Dataset rows
------------

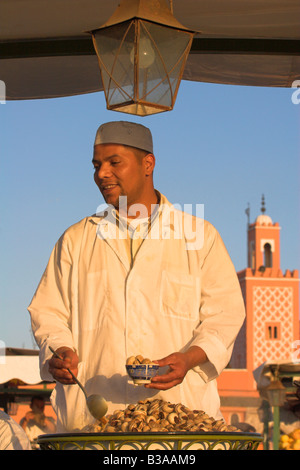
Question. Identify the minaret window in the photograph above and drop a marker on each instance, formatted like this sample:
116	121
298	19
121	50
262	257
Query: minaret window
273	330
267	255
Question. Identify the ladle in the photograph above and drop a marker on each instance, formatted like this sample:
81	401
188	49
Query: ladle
96	404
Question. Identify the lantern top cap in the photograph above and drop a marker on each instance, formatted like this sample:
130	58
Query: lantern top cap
125	133
156	11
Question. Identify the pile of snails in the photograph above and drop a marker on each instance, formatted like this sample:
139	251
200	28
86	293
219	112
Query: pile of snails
160	416
139	359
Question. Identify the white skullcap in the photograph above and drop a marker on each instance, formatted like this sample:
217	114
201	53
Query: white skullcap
125	133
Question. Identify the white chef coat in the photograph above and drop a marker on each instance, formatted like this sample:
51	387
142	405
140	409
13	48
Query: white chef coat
12	436
175	293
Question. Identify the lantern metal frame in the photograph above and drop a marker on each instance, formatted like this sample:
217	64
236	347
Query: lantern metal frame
139	15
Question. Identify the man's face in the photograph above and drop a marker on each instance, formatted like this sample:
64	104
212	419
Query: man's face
120	172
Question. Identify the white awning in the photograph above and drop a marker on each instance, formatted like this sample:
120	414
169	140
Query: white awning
45	52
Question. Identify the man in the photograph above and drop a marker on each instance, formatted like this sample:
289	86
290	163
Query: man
135	278
35	422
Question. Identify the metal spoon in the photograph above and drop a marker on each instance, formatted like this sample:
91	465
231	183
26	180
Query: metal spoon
96	404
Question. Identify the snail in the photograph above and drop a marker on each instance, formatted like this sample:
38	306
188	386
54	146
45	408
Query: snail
159	416
139	359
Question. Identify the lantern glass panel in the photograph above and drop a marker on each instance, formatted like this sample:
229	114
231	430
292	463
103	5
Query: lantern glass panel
114	45
158	83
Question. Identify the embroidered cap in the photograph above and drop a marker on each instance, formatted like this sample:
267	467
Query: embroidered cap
125	133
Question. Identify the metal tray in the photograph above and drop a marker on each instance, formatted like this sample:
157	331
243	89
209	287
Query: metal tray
151	441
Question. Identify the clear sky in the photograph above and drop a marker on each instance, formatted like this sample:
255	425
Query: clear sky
222	146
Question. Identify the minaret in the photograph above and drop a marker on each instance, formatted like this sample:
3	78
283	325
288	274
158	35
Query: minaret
264	242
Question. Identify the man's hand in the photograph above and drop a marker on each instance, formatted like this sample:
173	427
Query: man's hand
179	364
57	367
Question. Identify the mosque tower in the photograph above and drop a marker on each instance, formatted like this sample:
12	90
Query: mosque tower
271	328
271	299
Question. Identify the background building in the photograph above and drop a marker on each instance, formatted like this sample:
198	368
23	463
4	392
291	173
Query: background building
270	330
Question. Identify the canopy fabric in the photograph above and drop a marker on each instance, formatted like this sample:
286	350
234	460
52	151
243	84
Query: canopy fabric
45	51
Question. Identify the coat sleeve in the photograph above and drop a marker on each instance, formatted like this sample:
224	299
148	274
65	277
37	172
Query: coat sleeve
222	310
50	308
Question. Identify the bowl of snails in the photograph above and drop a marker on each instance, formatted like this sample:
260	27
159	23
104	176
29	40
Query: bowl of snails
141	370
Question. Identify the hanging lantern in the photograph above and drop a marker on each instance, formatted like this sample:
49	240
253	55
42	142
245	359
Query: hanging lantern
142	50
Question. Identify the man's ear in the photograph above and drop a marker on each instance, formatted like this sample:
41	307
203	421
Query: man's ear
149	164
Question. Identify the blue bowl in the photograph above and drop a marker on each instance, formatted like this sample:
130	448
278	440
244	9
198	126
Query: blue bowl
142	373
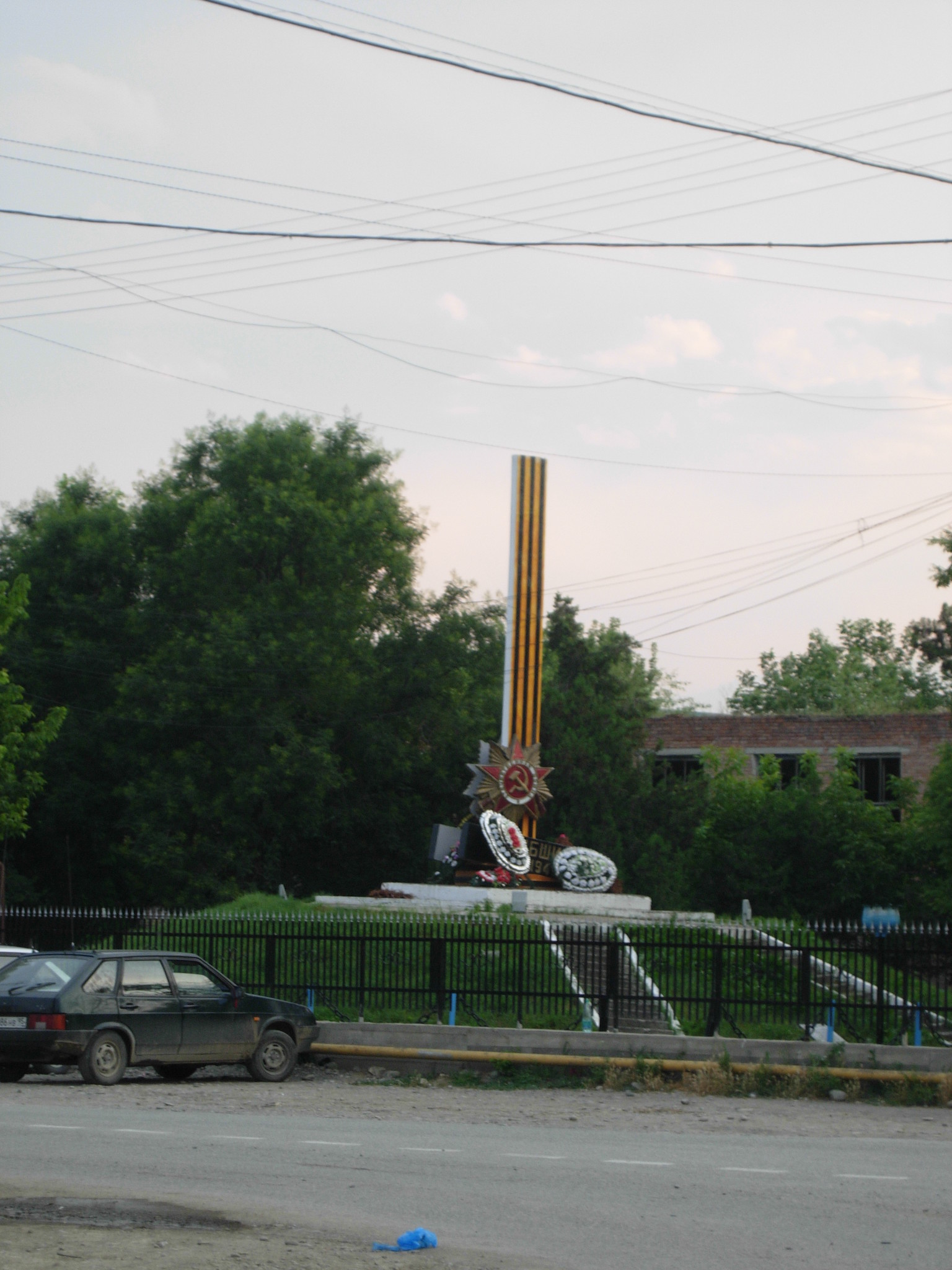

------------

● **Written request**
State how many lines of the material contain the string "glass". Give only the number.

● **Solution for this problem**
2